> _Exercise aim_: Set down all the entries again, word for word.

> _Given records_:
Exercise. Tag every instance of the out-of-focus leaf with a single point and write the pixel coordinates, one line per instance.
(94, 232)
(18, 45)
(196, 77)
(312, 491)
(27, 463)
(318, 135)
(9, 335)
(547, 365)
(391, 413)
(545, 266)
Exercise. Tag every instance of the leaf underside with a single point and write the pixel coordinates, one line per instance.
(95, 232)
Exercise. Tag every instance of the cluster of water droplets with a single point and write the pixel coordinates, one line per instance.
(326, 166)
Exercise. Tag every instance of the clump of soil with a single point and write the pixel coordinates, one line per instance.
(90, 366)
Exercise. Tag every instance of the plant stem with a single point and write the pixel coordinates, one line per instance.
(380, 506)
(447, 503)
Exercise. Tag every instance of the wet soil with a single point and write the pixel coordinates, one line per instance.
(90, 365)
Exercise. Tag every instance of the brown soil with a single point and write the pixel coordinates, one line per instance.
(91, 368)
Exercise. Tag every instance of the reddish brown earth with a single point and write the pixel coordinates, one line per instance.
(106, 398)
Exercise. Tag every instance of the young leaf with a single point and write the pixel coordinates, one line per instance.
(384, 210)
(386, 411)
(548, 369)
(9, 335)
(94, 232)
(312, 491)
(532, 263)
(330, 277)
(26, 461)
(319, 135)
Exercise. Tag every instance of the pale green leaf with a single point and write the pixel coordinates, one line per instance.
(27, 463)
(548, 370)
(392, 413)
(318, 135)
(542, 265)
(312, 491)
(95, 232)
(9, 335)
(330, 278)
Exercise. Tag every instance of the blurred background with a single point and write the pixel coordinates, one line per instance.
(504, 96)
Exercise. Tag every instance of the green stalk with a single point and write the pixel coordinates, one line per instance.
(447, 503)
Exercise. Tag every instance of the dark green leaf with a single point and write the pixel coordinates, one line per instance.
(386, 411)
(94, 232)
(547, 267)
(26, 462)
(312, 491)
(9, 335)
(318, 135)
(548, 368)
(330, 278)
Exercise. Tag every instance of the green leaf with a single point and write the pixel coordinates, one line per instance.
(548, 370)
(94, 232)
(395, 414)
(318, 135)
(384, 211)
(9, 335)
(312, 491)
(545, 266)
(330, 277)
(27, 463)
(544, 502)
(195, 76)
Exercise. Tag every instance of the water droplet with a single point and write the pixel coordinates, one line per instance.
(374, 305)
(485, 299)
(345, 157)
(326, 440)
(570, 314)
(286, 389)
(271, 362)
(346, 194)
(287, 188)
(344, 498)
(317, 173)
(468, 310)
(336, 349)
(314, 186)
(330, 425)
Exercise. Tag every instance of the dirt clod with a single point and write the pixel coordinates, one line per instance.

> _Output for this task_:
Exercise. Tag every instance of the out-of-focus leaf with a single point and write the pixel coordinates, one line per instance.
(94, 232)
(18, 45)
(196, 77)
(312, 491)
(27, 463)
(318, 135)
(9, 335)
(547, 365)
(391, 413)
(545, 266)
Exercise. Tag every instance of the leaf underside with a single point and write the pixel coordinates, one line per instance.
(95, 232)
Exercise. Tag every instance of the cluster of water droplets with a single point and write the pixel coordinates, one line per instance.
(326, 166)
Exercise. Tag every instance of the clump of soil with a single point and write the pixel coordinates, one line per instance.
(90, 366)
Exercise. Tag every instance of the plant stem with a single point and write the pixel coordinates, one line per instance.
(380, 506)
(447, 503)
Exercise. Tag every instance of the wet soil with a single point and write the pixel coordinates, one line per instance.
(90, 365)
Exercise. Tag every instance of the brown soil with a single point and write the pixel coordinates, one line per instance.
(91, 368)
Exercise. Tag every instance of the reddish brown earth with a single point and write the pixel coordinates, one line per instance.
(106, 398)
Exercise. Tag every instance of the young leaf with a single point and write the pixel coordinates, one line per instance.
(384, 210)
(386, 411)
(548, 369)
(9, 335)
(94, 232)
(312, 491)
(532, 263)
(330, 277)
(26, 461)
(319, 135)
Exercise. Tag every instance of the pale green leaf with a single point and write the pixel coordinates, one line per instance.
(27, 463)
(548, 370)
(392, 413)
(318, 135)
(542, 265)
(312, 491)
(95, 232)
(9, 335)
(330, 278)
Exercise. Tag every instance of the blurred background with a single point and write the pixel coordinates, one line per instance.
(504, 96)
Exercise. Tag every instance of the green stalk with a single point and write the pixel coordinates, one line per instance.
(447, 503)
Exercise. Tag every instance of the dark green leaf with a single point and write the pixel coordinates, one line per instance.
(386, 411)
(94, 232)
(547, 267)
(26, 462)
(312, 491)
(9, 335)
(318, 135)
(548, 368)
(330, 278)
Exercise. Tag every instance of the green leaf with a single point and write the pixel coordinates, one line per instance.
(548, 370)
(94, 232)
(395, 414)
(318, 135)
(384, 211)
(9, 335)
(312, 491)
(545, 266)
(330, 277)
(27, 463)
(544, 502)
(195, 76)
Exercise. Tag every instance of the water droplet with a single point and write the pixel coordinates, one line per instance.
(374, 305)
(485, 299)
(345, 157)
(326, 440)
(570, 314)
(286, 389)
(271, 362)
(346, 194)
(287, 188)
(344, 498)
(317, 173)
(468, 310)
(336, 349)
(314, 186)
(330, 425)
Exercise. Tag every instance of the dirt clod with a single point and write the pixel coordinates, one line per instance.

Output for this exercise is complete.